The Delta 4 program used the same Stennis B-2 stand to hot-fire a Common Booster Core (CBC) first stage prior to both the program’s first launch and a pre-launch FRF. The Saturn program also performed flight-duration acceptance test firings of their stages at sites around the country in the 1960s, including what is now called the Stennis Space Center.
Photo Caption: The Space Shuttle Main Propulsion Test Article was used to conduct long-duration, integrated propulsion system test firings at Stennis. The left image shows the orbiter aft fuselage built and integrated for the MPTA being lifted into the B-2 Stand in 1977. The aft fuselage, analogous to the SLS Core Stage engine section, was mated with a truss structure so it could be attached to a Shuttle External Tank. The figure on the right shows the integrated MPTA test configuration; for SLS these same basic elements were merged into a bigger, inline design.)
An FRF on the pad at KSC would be limited. The water supply for sound suppression and deluge of the flame trench and launch platform at KSC is designed and sized for the vehicle to liftoff and clear the area relatively quickly. It will run out after only seconds of engine run time.
As with Shuttle, SLS doesn’t throttle up to full power until after liftoff; whereas the Stennis test plan is to throttle the engines up to 109 percent of rated power level (RPL) and try to replicate a flight-like throttle profile, it’s unclear if KSC can support full power during a hypothetical FRF.
During the ASAP’s April 25 public meeting to summarize their private discussions with NASA earlier in the week, Dr. Sandra Magnus may have alluded further to the “understanding of the operational margins” that Dr. Sanders stated in her opening remarks.
In a summary of ASAP’s review of the status of NASA’s Commercial Crew Program (CCP), Dr. Magnus, a former Shuttle astronaut who flew on the program’s final flight, noted that prior to committing to crewed flights CCP requires enough test data “to ensure that we understand the margins, that we are controlling those margins, and that we’re operating in the environment that those margins require.”

Recorded information ▸
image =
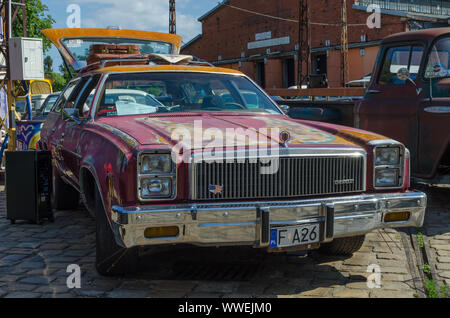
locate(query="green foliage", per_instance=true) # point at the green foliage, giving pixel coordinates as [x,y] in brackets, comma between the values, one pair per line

Given problem 1 ▸
In the SLS test-firing passage, reproduce everything from "As with Shuttle, SLS" down to "her opening remarks.", swapping "SLS" for "Space Launch System".
Given problem 2 ▸
In the SLS test-firing passage, which abbreviations appear in parentheses right after their spelled-out form? Give each abbreviation with its full form.
Given problem 3 ▸
According to the SLS test-firing passage, to what percentage of rated power level does the Stennis test plan throttle the engines?

Task answer 1 ▸
As with Shuttle, Space Launch System doesn’t throttle up to full power until after liftoff; whereas the Stennis test plan is to throttle the engines up to 109 percent of rated power level (RPL) and try to replicate a flight-like throttle profile, it’s unclear if KSC can support full power during a hypothetical FRF.
During the ASAP’s April 25 public meeting to summarize their private discussions with NASA earlier in the week, Dr. Sandra Magnus may have alluded further to the “understanding of the operational margins” that Dr. Sanders stated in her opening remarks.

Task answer 2 ▸
CBC: Common Booster Core
RPL: rated power level
CCP: Commercial Crew Program

Task answer 3 ▸
109 percent of rated power level.